- **Passage for review**:
# # # # # # #

LPA activates fibrotic gene expression in 3T3 fibroblasts in a Rho/MRTF-dependent manner. NIH-3T3 cells were treated with the indicated concentration of CCG-203971 or DMSO for 23 hours. One hour prior to RNA isolation, cells were stimulated with 10 μM LPA. Expression of MRTF target genes CTGF, ACTA2, and COL1A2 was assessed by qPCR. For COL1A2, primers were designed to amplify newly synthesized heterogeneous nuclear RNA (hnRNA). Expression levels were quantified relative to GAPDH. Data are mean ± S.D. of two independent experiments.

Fig. 2.

SSc-patient dermal fibroblasts show increased expression of fibrosis markers/MRTF target genes, which are inhibited by CCG-203971. (A) mRNA expression for fibrotic markers connective tissue growth factor (CTGF), alpha smooth muscle actin (ACTA2), and collagen (COL1A2) were quantified by qPCR. Primary human dermal fibroblasts isolated from normal donors or patients with SSc were grown in culture for no more than five passages prior to mRNA isolation. Data are mean ± S.E.M. of samples from three individuals. (B) CCG-203971 treatment reduces expression of CTGF, ACTA2, and COL1A2. Prior to mRNA isolation, SSc dermal fibroblasts were treated for 24 hours in the presence of the indicated concentration (μM) of CCG-203971 or 300 μM PFD. Data are mean ± S.E.M. of samples from at least four individuals. (*P < 0.05, **P < 0.01, ***P < 0.001, ****P < 0.0001 versus DMSO control.)

# # # # # # #

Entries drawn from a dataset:

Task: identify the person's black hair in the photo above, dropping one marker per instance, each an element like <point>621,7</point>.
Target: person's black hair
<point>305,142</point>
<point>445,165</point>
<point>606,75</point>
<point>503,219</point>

# # # # # # #

- **Study questions**:
1. According to the figure legends, how long before RNA isolation were the NIH-3T3 cells stimulated with LPA?
2. Rewrite the figure legends from "LPA activates fibrotic" to "two independent experiments.", putting "quantitative PCR" in place of "qPCR".
3. Check each statement against the figure legends. Answer yes or no, and quote the words that decide it.
(a) Before mRNA isolation, the primary human dermal fibroblasts were grown in culture for no more than five passages.
(b) In panel B, the SSc dermal fibroblasts were treated for 48 hours.
(c) In the 3T3 experiment, expression levels were quantified relative to ACTA2.

- **Task results**:
1. One hour prior to RNA isolation.

2.
LPA activates fibrotic gene expression in 3T3 fibroblasts in a Rho/MRTF-dependent manner. NIH-3T3 cells were treated with the indicated concentration of CCG-203971 or DMSO for 23 hours. One hour prior to RNA isolation, cells were stimulated with 10 μM LPA. Expression of MRTF target genes CTGF, ACTA2, and COL1A2 was assessed by quantitative PCR. For COL1A2, primers were designed to amplify newly synthesized heterogeneous nuclear RNA (hnRNA). Expression levels were quantified relative to GAPDH. Data are mean ± S.D. of two independent experiments.

3.
(a) Yes: "grown in culture for no more than five passages prior to mRNA isolation"
(b) No: "SSc dermal fibroblasts were treated for 24 hours"
(c) No: "Expression levels were quantified relative to GAPDH."